-- Passage follows --

Spears said the last thing he remembers is the Wednesday before the accident.
“Everyone is calling him ‘miracle man,’” Lunday-Spears said. “He was dead way too long and should be brain-dead. I was given the expectation if he did survive, he would have to be on a ventilator and feeding tube. He wasn’t having brain activity.”
The hospital asked her if she had discussions with her husband regarding quality of life.
“We lost our nephew four months ago, and Wayne made it clear then he didn’t want to be alive in a vegetative state,” she said.
Facing the impossible, one little red blip on the medical monitors gave Spears’ wife hope.
“Every time I would talk to him, there would be a red line on the monitor,” she said. “He said he ‘went back in’ when we started seeing that red line.
“He was trying to breathe over the ventilator. He defied every odd. He’s tougher than boot leather,” she said.
While Spears was in the hospital, his wife tried to keep home life as normal as possible. She came home in the evening to tuck their two children – 11 and 9 years old – into bed and she got them ready for school in the morning. Her day time was spent by Spears’ side.
Now with an internal defibrillator, Spears was released from St. Mary’s Regional Medical Center on Thursday, Oct. 6, nearly two weeks after the incident.
Holding Wayne’s hand, Lunday-Spears said the family couldn’t have handled the situation so well without friends, family, Pope Distributing Company and the amazing hospital staff.
“It’s nice to see everyone pull together,” she said. “Now people are going to fight for shifts with Brock.”
Spears said now he’s just looking to the future. In about 10 days, he goes for a doctor’s visit and the family will take it from there.
“I’ll have that (points to his chest defibrillator) for the rest of my life,” he said. “That’s $100,000 worth of equipment. It makes noises and if my heart ever stops again, they said it will feel like I’m getting kicked in the chest by a donkey.”
Spears said his first day home, he hugged his kids, slept and he felt awesome.

-- Passage concluded --

▶ **What is expected**: Copy the article's part that opens with the words containing "Now with an" and closes with "after the incident.", swapping "released" for "discharged".

-- Dataset follows --

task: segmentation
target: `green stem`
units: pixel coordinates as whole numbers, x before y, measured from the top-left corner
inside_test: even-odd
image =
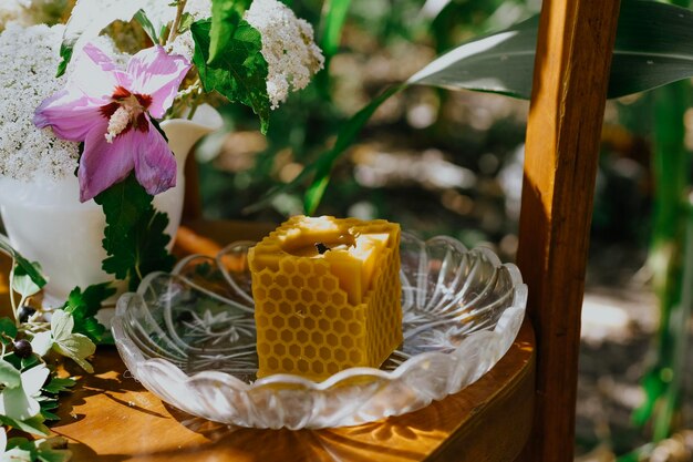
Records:
[[[687,0],[676,3],[687,6]],[[652,438],[660,441],[671,434],[680,407],[682,346],[687,335],[684,329],[686,308],[682,305],[682,254],[686,227],[683,198],[689,188],[690,172],[690,155],[684,145],[684,114],[690,84],[687,81],[676,82],[655,90],[653,96],[655,189],[649,265],[659,300],[660,326],[655,359],[642,382],[647,401],[634,418],[641,424],[653,419]]]
[[[19,327],[20,326],[19,314],[17,312],[17,301],[14,300],[14,290],[12,289],[12,287],[14,287],[14,261],[12,261],[12,269],[10,269],[9,295],[10,295],[10,304],[12,305],[12,316],[14,317],[14,325]]]
[[[178,8],[176,9],[176,19],[174,19],[174,22],[170,25],[170,31],[168,31],[168,39],[166,39],[166,44],[172,43],[178,35],[178,29],[180,27],[180,20],[183,19],[183,11],[185,10],[185,3],[187,3],[187,0],[178,0]]]

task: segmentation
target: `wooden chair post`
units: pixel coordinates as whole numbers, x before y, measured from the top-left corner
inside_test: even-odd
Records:
[[[528,461],[571,461],[580,311],[619,0],[545,0],[527,124],[518,266],[537,333]]]

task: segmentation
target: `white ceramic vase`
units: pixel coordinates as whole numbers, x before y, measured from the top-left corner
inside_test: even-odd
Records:
[[[176,235],[185,195],[184,165],[193,145],[221,126],[221,117],[201,106],[189,120],[174,119],[161,124],[176,156],[176,187],[157,195],[154,206],[168,215],[166,234]],[[79,286],[113,280],[101,269],[106,258],[102,247],[105,216],[94,201],[80,203],[74,175],[62,179],[34,177],[22,182],[0,177],[0,213],[12,246],[25,258],[39,261],[49,277],[44,305],[64,302]]]

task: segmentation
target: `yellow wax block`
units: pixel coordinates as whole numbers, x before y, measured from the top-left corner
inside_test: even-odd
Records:
[[[294,216],[248,263],[258,377],[379,367],[402,342],[399,225]]]

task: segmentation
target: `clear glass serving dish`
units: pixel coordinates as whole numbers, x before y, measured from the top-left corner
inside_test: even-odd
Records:
[[[254,304],[239,242],[152,274],[117,302],[112,330],[133,376],[162,400],[213,421],[255,428],[330,428],[399,415],[456,393],[513,345],[527,287],[510,264],[449,237],[403,233],[404,342],[380,369],[313,382],[256,380]]]

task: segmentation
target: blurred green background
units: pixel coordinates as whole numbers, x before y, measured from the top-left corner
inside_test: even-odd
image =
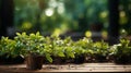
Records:
[[[105,36],[109,26],[108,0],[13,0],[15,32],[47,34],[84,33],[100,25]],[[131,34],[131,0],[119,0],[119,32]],[[96,29],[97,32],[99,29]]]

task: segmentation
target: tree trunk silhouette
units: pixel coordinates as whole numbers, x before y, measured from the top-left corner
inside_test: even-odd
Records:
[[[1,0],[0,2],[0,37],[8,36],[8,27],[13,26],[13,0]]]
[[[119,38],[119,0],[108,0],[109,7],[109,44],[117,44]]]

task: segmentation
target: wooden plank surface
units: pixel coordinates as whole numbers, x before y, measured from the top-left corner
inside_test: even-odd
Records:
[[[62,73],[62,72],[131,72],[131,64],[84,63],[84,64],[44,64],[41,70],[27,70],[25,64],[0,65],[0,73]]]

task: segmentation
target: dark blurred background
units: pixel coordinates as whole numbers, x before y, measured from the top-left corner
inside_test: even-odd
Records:
[[[0,37],[16,32],[117,42],[131,35],[131,0],[0,0]]]

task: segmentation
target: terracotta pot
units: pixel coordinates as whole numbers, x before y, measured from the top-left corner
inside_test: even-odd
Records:
[[[43,56],[28,54],[26,57],[26,68],[29,70],[40,70],[43,68]]]

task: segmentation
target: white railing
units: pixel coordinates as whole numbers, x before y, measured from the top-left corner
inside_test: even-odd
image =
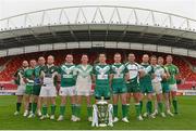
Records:
[[[48,9],[0,19],[0,32],[27,27],[71,24],[148,25],[196,31],[196,21],[149,9],[81,5]]]

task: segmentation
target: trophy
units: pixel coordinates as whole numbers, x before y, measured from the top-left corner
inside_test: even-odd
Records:
[[[108,104],[107,101],[101,97],[96,104],[94,104],[93,112],[93,127],[113,127],[112,123],[112,104]]]

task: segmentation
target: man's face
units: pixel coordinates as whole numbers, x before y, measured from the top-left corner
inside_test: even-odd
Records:
[[[168,64],[172,64],[172,61],[173,61],[172,56],[170,56],[170,55],[167,56],[167,63],[168,63]]]
[[[87,55],[83,55],[81,61],[82,61],[82,63],[88,63],[88,56]]]
[[[45,65],[46,61],[45,61],[45,57],[39,57],[38,58],[38,64],[39,65]]]
[[[106,55],[105,54],[99,55],[99,62],[100,63],[106,63]]]
[[[115,54],[114,55],[114,62],[120,63],[121,62],[121,54]]]
[[[143,63],[148,63],[149,56],[147,54],[143,55]]]
[[[151,63],[151,65],[156,65],[157,64],[157,58],[156,57],[151,57],[150,58],[150,63]]]
[[[37,65],[37,62],[35,60],[30,60],[30,67],[35,67]]]
[[[53,58],[53,56],[48,56],[48,58],[47,58],[47,63],[49,64],[49,65],[51,65],[51,64],[53,64],[54,63],[54,58]]]
[[[164,60],[162,57],[158,57],[158,64],[163,65],[163,63],[164,63]]]
[[[135,54],[128,54],[128,61],[135,62]]]
[[[65,61],[66,63],[73,63],[73,55],[66,55]]]
[[[23,68],[28,67],[28,62],[27,61],[23,61]]]

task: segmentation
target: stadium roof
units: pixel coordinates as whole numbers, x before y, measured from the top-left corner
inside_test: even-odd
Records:
[[[48,9],[0,19],[0,56],[102,47],[196,57],[196,21],[148,9],[113,5]]]

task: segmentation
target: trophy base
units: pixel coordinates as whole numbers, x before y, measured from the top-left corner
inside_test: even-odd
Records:
[[[99,127],[107,127],[107,125],[106,123],[100,123]]]

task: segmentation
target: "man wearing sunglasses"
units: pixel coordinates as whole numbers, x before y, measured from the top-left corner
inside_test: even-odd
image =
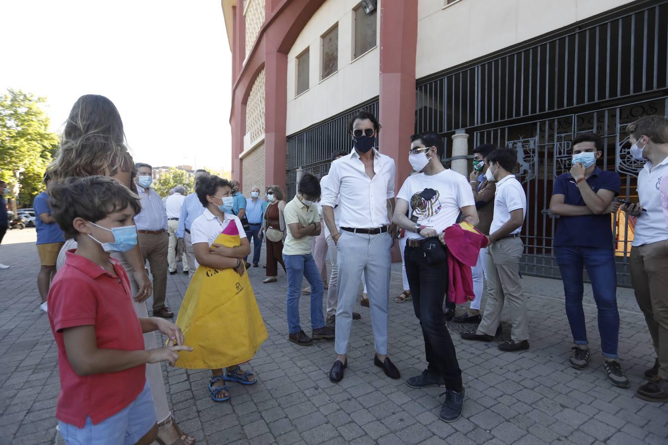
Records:
[[[445,148],[435,133],[411,137],[408,161],[420,174],[409,176],[397,194],[393,222],[406,231],[404,260],[413,308],[424,338],[428,366],[406,383],[411,388],[445,384],[440,419],[454,422],[462,415],[464,387],[455,347],[441,310],[448,290],[446,248],[438,236],[457,222],[460,213],[472,226],[478,213],[466,178],[441,163]],[[406,212],[409,216],[406,216]]]
[[[348,364],[346,352],[353,307],[363,272],[371,304],[376,352],[373,363],[390,378],[399,379],[399,370],[387,357],[389,250],[393,239],[388,232],[393,232],[389,226],[394,209],[394,160],[374,148],[380,124],[371,113],[357,113],[348,130],[354,149],[332,163],[322,196],[323,216],[337,245],[339,266],[334,344],[337,357],[329,380],[340,382]],[[337,202],[341,216],[335,221]]]

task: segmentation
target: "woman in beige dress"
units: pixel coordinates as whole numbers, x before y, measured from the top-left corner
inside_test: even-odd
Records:
[[[88,94],[74,103],[65,125],[57,156],[47,168],[51,177],[104,175],[118,181],[136,193],[134,162],[128,151],[123,121],[114,103],[98,95]],[[57,267],[65,261],[65,252],[75,248],[68,240],[61,250]],[[139,244],[124,253],[112,256],[125,268],[135,296],[132,300],[138,317],[148,317],[146,300],[151,296],[151,282],[142,258]],[[154,333],[144,334],[146,349],[157,348]],[[158,441],[163,445],[192,445],[195,438],[184,434],[172,415],[160,364],[146,365],[146,380],[151,386],[158,415]]]

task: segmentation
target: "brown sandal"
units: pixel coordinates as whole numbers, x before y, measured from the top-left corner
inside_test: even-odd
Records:
[[[396,303],[403,303],[406,300],[411,299],[411,291],[403,291],[401,292],[398,297],[395,299],[395,302]]]
[[[178,425],[176,424],[176,420],[174,418],[174,416],[170,415],[164,422],[161,422],[158,424],[158,428],[160,429],[161,427],[169,428],[170,426],[174,426],[174,429],[176,430],[176,434],[179,435],[179,438],[174,440],[170,445],[194,445],[196,439],[195,439],[194,436],[188,436],[185,434],[181,428],[178,428]],[[190,440],[190,441],[188,440]],[[156,437],[156,442],[157,442],[160,445],[168,445],[165,442],[162,442],[158,437]]]

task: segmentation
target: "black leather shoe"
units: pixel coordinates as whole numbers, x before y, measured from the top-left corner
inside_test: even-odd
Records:
[[[313,340],[302,330],[295,334],[289,334],[288,340],[300,346],[310,346],[313,344]]]
[[[444,422],[454,422],[462,416],[462,408],[464,408],[464,390],[462,392],[455,392],[451,390],[446,390],[442,396],[445,394],[446,401],[441,407],[441,415],[439,418]]]
[[[462,338],[465,340],[476,340],[478,342],[491,342],[494,339],[492,336],[488,336],[486,334],[476,334],[475,332],[472,334],[460,334]]]
[[[482,321],[482,317],[480,316],[480,314],[469,317],[468,314],[464,312],[458,317],[452,318],[454,323],[480,323]]]
[[[502,351],[523,351],[529,348],[528,340],[515,342],[515,340],[504,342],[498,346]]]
[[[329,381],[332,383],[339,383],[343,380],[343,370],[348,367],[348,359],[345,360],[345,363],[341,363],[341,360],[337,360],[332,365],[332,368],[329,370]]]
[[[399,374],[399,370],[397,367],[394,366],[389,360],[389,357],[385,357],[383,362],[381,362],[380,359],[378,358],[378,356],[373,356],[373,364],[375,364],[378,368],[382,368],[383,371],[385,372],[385,375],[390,378],[394,379],[395,380],[398,380],[401,378],[400,374]]]
[[[171,318],[174,316],[174,312],[170,311],[167,306],[162,306],[153,310],[153,316],[160,318]]]

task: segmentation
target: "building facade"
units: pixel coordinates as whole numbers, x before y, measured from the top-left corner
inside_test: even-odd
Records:
[[[570,141],[594,131],[633,200],[625,128],[668,114],[668,0],[222,0],[232,53],[232,175],[295,193],[301,171],[351,147],[361,109],[383,125],[397,189],[409,136],[434,131],[460,173],[484,142],[518,151],[528,211],[522,271],[558,277],[547,207]],[[619,282],[633,228],[613,218]]]

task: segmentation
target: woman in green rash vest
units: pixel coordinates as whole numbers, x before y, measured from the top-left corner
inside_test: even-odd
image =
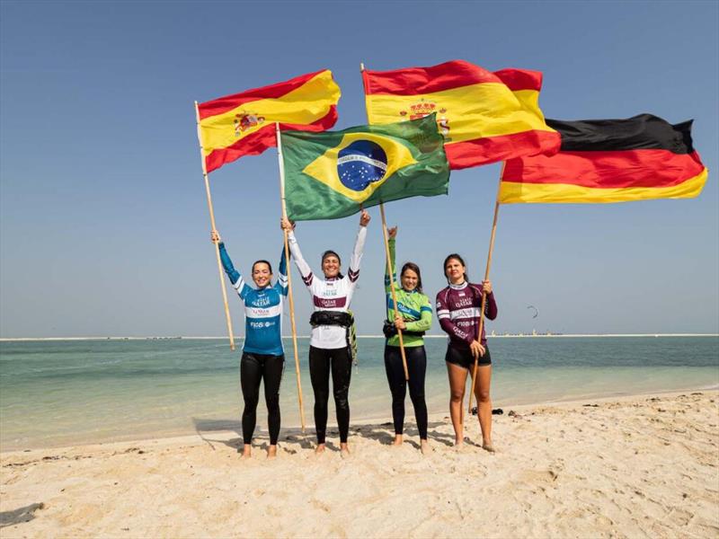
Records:
[[[396,281],[395,268],[395,242],[397,227],[387,230],[389,234],[389,257],[393,278]],[[385,292],[386,293],[388,322],[385,335],[385,369],[387,374],[389,389],[392,392],[392,419],[395,422],[395,446],[402,445],[404,423],[404,396],[407,384],[410,386],[410,399],[414,406],[417,429],[420,431],[420,443],[422,453],[429,451],[427,442],[427,403],[424,401],[424,376],[427,371],[427,355],[424,352],[424,331],[432,323],[432,308],[430,299],[422,291],[422,274],[417,264],[406,262],[400,274],[401,287],[395,285],[397,298],[397,311],[390,289],[390,278],[385,270]],[[404,379],[404,367],[396,330],[402,330],[404,355],[407,359],[409,380]]]

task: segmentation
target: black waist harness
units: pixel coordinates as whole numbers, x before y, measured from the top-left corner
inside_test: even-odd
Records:
[[[354,316],[351,313],[340,311],[315,311],[309,317],[313,328],[320,325],[336,325],[344,328],[347,350],[357,365],[357,334],[354,329]]]
[[[309,317],[312,327],[318,325],[338,325],[349,328],[354,323],[354,318],[350,313],[339,311],[315,311]]]
[[[385,337],[389,339],[390,337],[394,337],[397,334],[397,328],[395,325],[394,322],[389,322],[388,320],[385,321],[384,325],[382,326],[382,332],[385,334]],[[424,331],[410,331],[409,330],[402,330],[403,335],[412,335],[413,337],[423,337]]]

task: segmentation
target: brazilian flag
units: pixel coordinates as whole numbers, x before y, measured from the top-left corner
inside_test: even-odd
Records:
[[[449,165],[435,114],[342,131],[282,131],[294,221],[337,219],[408,197],[446,195]]]

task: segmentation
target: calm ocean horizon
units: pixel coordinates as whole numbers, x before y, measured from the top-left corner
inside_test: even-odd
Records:
[[[283,428],[299,426],[291,339],[284,340]],[[0,340],[0,451],[239,430],[239,358],[226,339]],[[314,431],[309,340],[298,340]],[[494,407],[719,387],[719,336],[489,339]],[[359,340],[352,423],[391,420],[384,339]],[[448,411],[446,340],[427,339],[430,413]],[[257,434],[266,434],[258,408]],[[330,400],[330,422],[334,424]],[[409,397],[407,420],[413,422]]]

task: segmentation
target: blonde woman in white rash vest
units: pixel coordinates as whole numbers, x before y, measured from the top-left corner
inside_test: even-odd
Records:
[[[352,317],[347,310],[352,300],[357,279],[360,277],[360,261],[367,237],[369,214],[362,210],[360,230],[354,244],[347,275],[341,272],[342,260],[334,251],[325,251],[322,255],[322,271],[324,279],[315,276],[305,261],[295,238],[294,224],[282,220],[282,227],[288,232],[289,250],[302,279],[309,290],[315,312],[310,318],[312,333],[309,342],[309,376],[315,393],[315,429],[317,434],[315,453],[324,451],[327,429],[327,402],[330,398],[330,375],[333,395],[340,428],[340,447],[342,456],[349,455],[347,437],[350,432],[350,378],[352,373],[352,353],[350,342],[350,326]]]

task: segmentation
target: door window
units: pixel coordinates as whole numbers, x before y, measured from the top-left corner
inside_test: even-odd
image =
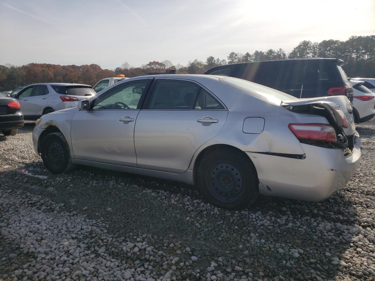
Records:
[[[150,81],[137,80],[118,85],[99,96],[94,102],[93,109],[136,109]]]
[[[201,87],[192,82],[160,79],[156,82],[149,109],[192,109]]]
[[[50,92],[45,85],[36,85],[34,87],[34,92],[33,92],[33,96],[44,96],[49,94]]]
[[[95,86],[94,88],[94,90],[96,93],[100,92],[105,88],[108,88],[110,80],[109,79],[102,80],[98,84],[98,85]]]
[[[202,88],[201,88],[194,109],[207,110],[225,109],[216,99]]]
[[[33,86],[29,88],[27,88],[21,91],[19,93],[18,97],[27,97],[31,96],[31,93],[33,91]]]
[[[374,86],[370,83],[369,83],[369,82],[366,81],[362,83],[362,85],[365,87],[367,87],[369,88],[369,89],[375,89],[375,86]]]

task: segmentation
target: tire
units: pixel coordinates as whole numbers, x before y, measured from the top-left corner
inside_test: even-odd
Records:
[[[253,203],[259,194],[256,171],[249,159],[236,151],[217,150],[198,167],[201,192],[212,205],[234,210]]]
[[[18,131],[18,129],[16,128],[15,129],[12,129],[11,130],[8,130],[7,131],[4,131],[3,132],[3,133],[4,134],[4,136],[15,136],[17,134],[17,132]]]
[[[50,108],[47,108],[44,110],[44,111],[43,112],[43,115],[44,114],[48,114],[48,113],[51,113],[51,112],[54,112],[54,110]]]
[[[75,168],[72,163],[69,146],[60,132],[47,135],[41,148],[42,159],[47,169],[54,174],[68,173]]]

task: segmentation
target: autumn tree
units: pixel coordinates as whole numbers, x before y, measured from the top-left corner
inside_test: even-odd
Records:
[[[234,63],[237,62],[237,60],[238,59],[238,55],[237,54],[237,53],[232,52],[229,54],[227,57],[228,64]]]
[[[150,61],[146,64],[146,69],[148,72],[164,72],[165,65],[163,63],[156,61]]]
[[[211,55],[207,58],[206,60],[206,64],[207,65],[207,69],[209,69],[212,67],[213,67],[216,65],[215,62],[215,58]]]

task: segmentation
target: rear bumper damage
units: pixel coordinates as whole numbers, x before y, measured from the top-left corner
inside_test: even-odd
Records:
[[[319,201],[344,187],[359,164],[360,140],[356,132],[352,153],[301,143],[304,159],[246,152],[258,173],[261,194]]]

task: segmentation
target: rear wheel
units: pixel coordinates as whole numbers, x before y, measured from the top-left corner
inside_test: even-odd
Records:
[[[17,134],[17,132],[18,132],[18,129],[16,128],[15,129],[4,131],[3,132],[3,133],[4,134],[4,136],[15,136]]]
[[[206,199],[216,206],[229,210],[244,208],[258,197],[255,169],[239,152],[217,151],[202,160],[198,182]]]
[[[43,162],[51,172],[68,173],[75,168],[72,163],[69,146],[61,133],[47,135],[43,141],[41,151]]]

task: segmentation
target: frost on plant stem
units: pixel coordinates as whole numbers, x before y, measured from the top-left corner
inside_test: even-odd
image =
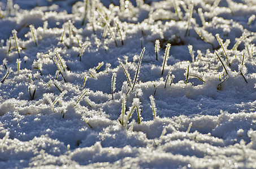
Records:
[[[34,95],[36,91],[36,86],[35,85],[31,85],[28,87],[28,91],[29,92],[29,96],[31,99],[31,100],[33,100],[34,99]],[[32,92],[33,91],[33,94]]]
[[[219,55],[218,55],[218,54],[217,54],[217,52],[216,51],[215,51],[215,54],[217,56],[217,57],[219,59],[219,60],[220,61],[220,63],[222,63],[222,66],[223,67],[224,69],[225,70],[225,72],[226,72],[227,74],[228,75],[228,71],[227,70],[227,69],[225,67],[225,65],[224,65],[223,62],[222,61],[222,59],[219,56]]]
[[[192,62],[194,62],[194,51],[193,50],[193,46],[192,45],[188,45],[188,50],[189,51],[189,53],[190,54],[190,56],[192,59]]]
[[[121,38],[121,42],[122,42],[122,45],[124,45],[124,41],[123,41],[123,37],[122,37],[122,32],[121,32],[121,30],[120,30],[120,23],[119,21],[117,21],[117,19],[115,18],[115,23],[116,25],[116,28],[118,28],[118,32],[119,33],[119,35],[120,35],[120,38]]]
[[[121,120],[119,121],[119,122],[121,123],[121,125],[122,125],[123,126],[124,126],[124,113],[125,112],[125,106],[126,106],[126,95],[125,94],[123,94],[122,95]]]
[[[154,98],[154,96],[151,95],[149,96],[149,99],[150,99],[150,102],[151,102],[151,108],[152,108],[152,112],[154,116],[154,119],[155,119],[155,117],[157,117],[157,107],[155,106],[155,99]]]
[[[186,83],[188,83],[189,75],[189,65],[188,65],[188,69],[186,70],[186,81],[185,82],[186,84]]]
[[[11,68],[8,68],[6,70],[6,73],[5,75],[5,77],[3,77],[3,79],[1,81],[1,83],[3,83],[5,81],[6,79],[6,78],[8,77],[9,75],[9,74],[12,72],[12,69]]]
[[[129,86],[130,86],[130,87],[132,87],[132,84],[131,84],[132,80],[131,78],[130,74],[129,73],[129,72],[128,71],[127,68],[125,66],[125,65],[124,65],[123,64],[123,63],[122,62],[122,61],[120,59],[119,59],[119,64],[121,65],[122,68],[123,68],[123,70],[124,72],[124,74],[125,74]]]
[[[155,58],[156,60],[157,60],[157,56],[158,56],[158,53],[160,50],[160,42],[159,40],[157,39],[155,40]]]
[[[3,137],[3,138],[2,139],[2,142],[1,148],[2,152],[4,152],[3,147],[5,146],[5,144],[6,143],[6,140],[9,138],[9,135],[10,135],[10,132],[7,131],[6,133],[5,134],[5,137]]]
[[[17,44],[17,39],[16,37],[16,34],[17,34],[17,31],[15,29],[12,30],[12,33],[14,35],[14,39],[15,41],[16,48],[17,49],[18,54],[19,55],[19,57],[20,58],[20,51],[19,50],[19,47]]]
[[[112,100],[114,100],[114,92],[115,90],[115,83],[116,81],[116,73],[113,73],[111,78],[111,94],[112,94]]]
[[[142,59],[142,56],[143,56],[143,54],[144,54],[145,50],[145,48],[144,47],[142,49],[142,50],[141,51],[141,55],[140,55],[140,60],[139,60],[138,63],[138,66],[137,67],[137,71],[136,71],[136,73],[135,74],[134,77],[133,78],[133,84],[132,85],[132,90],[133,90],[133,88],[135,86],[135,84],[136,83],[137,79],[137,78],[138,77],[138,74],[140,73],[140,65],[141,65],[141,59]]]
[[[106,19],[104,17],[104,16],[103,16],[102,14],[101,14],[101,12],[99,11],[98,10],[97,10],[96,11],[98,14],[99,15],[99,16],[101,16],[101,17],[102,19],[102,20],[103,20],[103,21],[105,23],[105,24],[106,25],[106,26],[107,27],[107,28],[109,29],[109,31],[110,31],[110,34],[112,36],[112,38],[113,38],[114,41],[115,41],[115,46],[116,47],[118,47],[118,43],[116,42],[116,38],[115,38],[115,33],[114,32],[113,30],[112,30],[112,29],[110,26],[110,25],[109,24],[109,23],[108,23],[108,21],[106,20]]]
[[[106,73],[107,73],[109,71],[109,69],[110,68],[110,66],[111,66],[111,64],[110,63],[107,63],[106,64]]]
[[[7,70],[7,63],[8,63],[8,60],[6,59],[6,58],[5,58],[3,60],[3,65],[5,66],[5,69]]]
[[[32,35],[33,35],[33,38],[34,38],[34,43],[36,43],[36,46],[37,46],[37,43],[36,39],[35,33],[34,32],[35,30],[34,26],[33,25],[30,25],[29,28],[30,28],[31,32],[32,33]]]
[[[16,63],[17,64],[18,73],[20,73],[20,64],[21,64],[21,60],[20,60],[20,59],[17,59]]]
[[[95,70],[97,71],[103,65],[104,65],[104,61],[102,61],[101,63],[99,63],[98,64],[98,66],[97,66],[95,68]]]
[[[163,61],[163,64],[162,65],[162,74],[161,75],[163,75],[163,71],[164,69],[164,66],[167,66],[167,61],[169,59],[169,54],[170,54],[170,49],[171,48],[171,43],[168,43],[166,45],[166,51],[164,52],[164,59]]]

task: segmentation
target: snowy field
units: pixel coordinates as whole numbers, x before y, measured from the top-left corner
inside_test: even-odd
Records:
[[[255,168],[256,1],[0,1],[0,168]]]

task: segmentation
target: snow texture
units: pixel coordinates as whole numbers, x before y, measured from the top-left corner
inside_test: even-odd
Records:
[[[0,168],[255,168],[255,15],[254,0],[1,1]]]

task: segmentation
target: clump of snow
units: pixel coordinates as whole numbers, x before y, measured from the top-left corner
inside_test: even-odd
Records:
[[[254,1],[110,2],[0,2],[0,166],[255,168]]]

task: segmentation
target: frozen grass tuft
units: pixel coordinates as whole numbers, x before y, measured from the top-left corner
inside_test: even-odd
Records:
[[[163,75],[163,71],[164,70],[164,66],[167,66],[167,61],[169,58],[170,49],[171,48],[171,43],[168,43],[166,45],[166,51],[164,52],[164,60],[163,64],[162,65],[162,74],[161,75]]]
[[[132,85],[132,90],[133,90],[133,88],[135,86],[135,84],[136,83],[137,78],[138,77],[138,74],[140,73],[140,65],[141,65],[141,59],[142,59],[142,56],[143,56],[143,54],[144,54],[145,50],[145,48],[144,47],[142,49],[142,50],[141,51],[141,55],[140,55],[140,60],[138,60],[138,66],[137,67],[137,71],[136,71],[136,73],[135,74],[135,76],[134,76],[134,77],[133,78],[133,84]]]

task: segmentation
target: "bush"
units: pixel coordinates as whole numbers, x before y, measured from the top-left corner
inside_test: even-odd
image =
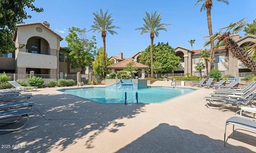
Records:
[[[38,88],[42,88],[44,82],[44,79],[42,78],[35,76],[28,78],[27,80],[29,86],[36,86]]]
[[[16,82],[22,86],[28,86],[28,83],[26,82],[24,82],[22,80],[17,80]]]
[[[57,81],[57,86],[66,86],[67,85],[67,82],[64,79],[61,78],[58,80],[58,81]]]
[[[220,80],[221,77],[221,73],[218,69],[214,69],[211,70],[209,73],[209,76],[210,78],[213,78],[217,81]]]
[[[251,81],[252,80],[252,78],[254,77],[255,77],[254,75],[247,75],[244,78],[244,80],[245,81]]]
[[[156,80],[155,78],[145,78],[144,79],[146,79],[147,80]]]
[[[107,76],[106,78],[108,79],[114,79],[116,77],[116,74],[115,73],[110,73],[108,75],[108,76]]]
[[[57,81],[54,80],[49,80],[48,81],[48,87],[49,88],[55,87],[57,86]]]
[[[9,89],[12,87],[13,86],[8,82],[0,82],[0,89]]]
[[[121,75],[127,75],[127,73],[126,71],[119,71],[118,72],[116,73],[116,77],[117,77],[117,78],[118,78],[119,79],[122,78],[121,78]],[[129,76],[129,78],[130,78],[130,76]]]
[[[68,86],[74,86],[75,85],[75,81],[72,79],[66,80],[66,84]]]
[[[0,75],[0,82],[7,82],[11,80],[11,77],[7,76],[4,72]]]

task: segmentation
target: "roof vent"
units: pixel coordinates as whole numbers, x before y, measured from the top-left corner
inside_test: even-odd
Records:
[[[46,21],[44,21],[43,22],[43,24],[46,26],[46,27],[49,27],[50,28],[50,24],[47,22]]]

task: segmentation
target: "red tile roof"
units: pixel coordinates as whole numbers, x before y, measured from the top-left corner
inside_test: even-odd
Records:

-- Dataset concluded --

▶ **Result for this task**:
Now with an internal defibrillator, Spears was discharged from St. Mary’s Regional Medical Center on Thursday, Oct. 6, nearly two weeks after the incident.